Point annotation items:
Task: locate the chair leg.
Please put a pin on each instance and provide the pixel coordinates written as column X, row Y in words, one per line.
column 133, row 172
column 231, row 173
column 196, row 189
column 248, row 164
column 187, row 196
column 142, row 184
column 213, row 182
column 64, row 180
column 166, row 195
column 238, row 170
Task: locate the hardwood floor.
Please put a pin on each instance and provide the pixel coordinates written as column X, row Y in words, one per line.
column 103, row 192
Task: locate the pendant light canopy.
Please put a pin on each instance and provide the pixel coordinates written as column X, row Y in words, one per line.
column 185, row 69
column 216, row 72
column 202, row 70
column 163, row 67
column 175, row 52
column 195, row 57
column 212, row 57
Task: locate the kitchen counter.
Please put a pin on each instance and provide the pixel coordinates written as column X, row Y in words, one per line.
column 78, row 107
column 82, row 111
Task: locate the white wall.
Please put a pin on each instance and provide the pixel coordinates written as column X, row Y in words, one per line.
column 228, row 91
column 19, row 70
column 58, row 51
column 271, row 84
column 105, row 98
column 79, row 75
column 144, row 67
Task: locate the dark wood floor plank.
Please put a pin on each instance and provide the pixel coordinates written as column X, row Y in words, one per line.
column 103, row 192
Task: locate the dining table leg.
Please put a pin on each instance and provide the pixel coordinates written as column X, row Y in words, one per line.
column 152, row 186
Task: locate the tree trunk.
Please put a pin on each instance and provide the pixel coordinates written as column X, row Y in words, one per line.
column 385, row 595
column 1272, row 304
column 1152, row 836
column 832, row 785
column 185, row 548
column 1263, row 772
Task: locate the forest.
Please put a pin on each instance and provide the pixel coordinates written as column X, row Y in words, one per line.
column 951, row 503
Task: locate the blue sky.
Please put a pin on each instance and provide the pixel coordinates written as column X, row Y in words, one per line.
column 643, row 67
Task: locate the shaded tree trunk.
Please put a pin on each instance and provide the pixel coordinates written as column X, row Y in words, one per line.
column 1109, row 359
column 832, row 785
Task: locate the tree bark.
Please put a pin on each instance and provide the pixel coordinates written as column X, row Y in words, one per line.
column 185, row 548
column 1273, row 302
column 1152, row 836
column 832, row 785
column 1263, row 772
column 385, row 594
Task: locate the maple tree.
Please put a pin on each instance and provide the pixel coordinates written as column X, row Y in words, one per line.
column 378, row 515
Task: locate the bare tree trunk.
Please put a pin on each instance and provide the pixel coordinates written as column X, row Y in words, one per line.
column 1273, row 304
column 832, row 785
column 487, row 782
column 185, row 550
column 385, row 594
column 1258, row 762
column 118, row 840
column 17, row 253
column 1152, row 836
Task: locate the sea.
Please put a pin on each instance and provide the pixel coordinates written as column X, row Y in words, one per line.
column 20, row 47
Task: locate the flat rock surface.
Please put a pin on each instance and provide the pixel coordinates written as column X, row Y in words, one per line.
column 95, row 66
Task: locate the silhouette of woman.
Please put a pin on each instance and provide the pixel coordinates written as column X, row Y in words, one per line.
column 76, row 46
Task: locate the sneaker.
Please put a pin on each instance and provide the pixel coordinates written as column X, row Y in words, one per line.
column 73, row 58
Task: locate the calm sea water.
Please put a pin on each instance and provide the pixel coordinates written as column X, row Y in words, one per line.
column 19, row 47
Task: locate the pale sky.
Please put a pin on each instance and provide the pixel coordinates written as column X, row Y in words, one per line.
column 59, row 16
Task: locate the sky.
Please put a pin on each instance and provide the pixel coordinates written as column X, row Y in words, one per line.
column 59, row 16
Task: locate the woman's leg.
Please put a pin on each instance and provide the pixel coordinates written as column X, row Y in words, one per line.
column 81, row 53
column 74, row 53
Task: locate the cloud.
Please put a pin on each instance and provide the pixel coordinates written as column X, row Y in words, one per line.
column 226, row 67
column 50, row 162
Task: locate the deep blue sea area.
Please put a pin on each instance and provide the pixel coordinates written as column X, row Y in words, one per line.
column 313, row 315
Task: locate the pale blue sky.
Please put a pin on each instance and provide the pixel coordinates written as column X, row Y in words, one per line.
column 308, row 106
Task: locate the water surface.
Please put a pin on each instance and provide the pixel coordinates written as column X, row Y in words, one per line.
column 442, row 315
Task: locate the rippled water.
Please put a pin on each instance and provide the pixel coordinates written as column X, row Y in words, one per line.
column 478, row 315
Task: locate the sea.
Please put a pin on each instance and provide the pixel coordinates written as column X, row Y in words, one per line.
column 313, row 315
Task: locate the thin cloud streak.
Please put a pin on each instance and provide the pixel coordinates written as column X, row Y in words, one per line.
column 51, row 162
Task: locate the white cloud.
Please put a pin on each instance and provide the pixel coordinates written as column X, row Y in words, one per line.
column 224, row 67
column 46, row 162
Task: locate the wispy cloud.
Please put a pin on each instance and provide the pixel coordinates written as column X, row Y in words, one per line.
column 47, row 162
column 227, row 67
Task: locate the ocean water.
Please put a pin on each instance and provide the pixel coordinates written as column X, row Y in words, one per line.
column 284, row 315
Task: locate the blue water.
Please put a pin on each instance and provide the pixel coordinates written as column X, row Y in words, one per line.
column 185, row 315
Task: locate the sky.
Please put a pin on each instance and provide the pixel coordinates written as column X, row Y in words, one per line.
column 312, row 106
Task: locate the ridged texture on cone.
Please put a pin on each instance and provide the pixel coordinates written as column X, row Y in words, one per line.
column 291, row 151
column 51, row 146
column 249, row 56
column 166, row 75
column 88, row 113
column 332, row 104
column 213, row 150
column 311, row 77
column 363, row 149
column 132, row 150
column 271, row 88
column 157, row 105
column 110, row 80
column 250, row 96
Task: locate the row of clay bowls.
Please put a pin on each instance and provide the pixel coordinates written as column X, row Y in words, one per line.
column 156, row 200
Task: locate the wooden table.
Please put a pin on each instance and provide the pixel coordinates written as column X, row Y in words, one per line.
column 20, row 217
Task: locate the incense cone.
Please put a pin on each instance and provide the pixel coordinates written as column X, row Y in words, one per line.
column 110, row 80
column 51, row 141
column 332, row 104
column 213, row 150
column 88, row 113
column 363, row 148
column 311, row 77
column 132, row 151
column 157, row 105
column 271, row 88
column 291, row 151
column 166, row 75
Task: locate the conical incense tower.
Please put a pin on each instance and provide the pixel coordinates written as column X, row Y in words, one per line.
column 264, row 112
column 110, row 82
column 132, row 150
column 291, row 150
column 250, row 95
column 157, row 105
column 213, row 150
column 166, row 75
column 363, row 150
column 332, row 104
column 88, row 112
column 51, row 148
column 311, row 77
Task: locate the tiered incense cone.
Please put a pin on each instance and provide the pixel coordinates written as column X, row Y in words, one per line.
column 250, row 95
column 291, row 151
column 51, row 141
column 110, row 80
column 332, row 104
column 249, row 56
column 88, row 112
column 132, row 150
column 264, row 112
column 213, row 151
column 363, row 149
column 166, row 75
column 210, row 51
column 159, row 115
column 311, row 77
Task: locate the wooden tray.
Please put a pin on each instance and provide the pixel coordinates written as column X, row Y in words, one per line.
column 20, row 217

■ What this task involves:
Copy out the stretch from the line containing "Task: locate the dark wood floor plank." through the line containing "column 152, row 186", unchanged.

■ Response:
Task: locate the dark wood floor plank.
Please put a pin on each instance and provide the pixel coordinates written as column X, row Y in words, one per line.
column 103, row 192
Task: locate the dining table leg.
Please put a pin on each instance and provide the pixel coordinates written as column X, row Y in words, one per line.
column 152, row 186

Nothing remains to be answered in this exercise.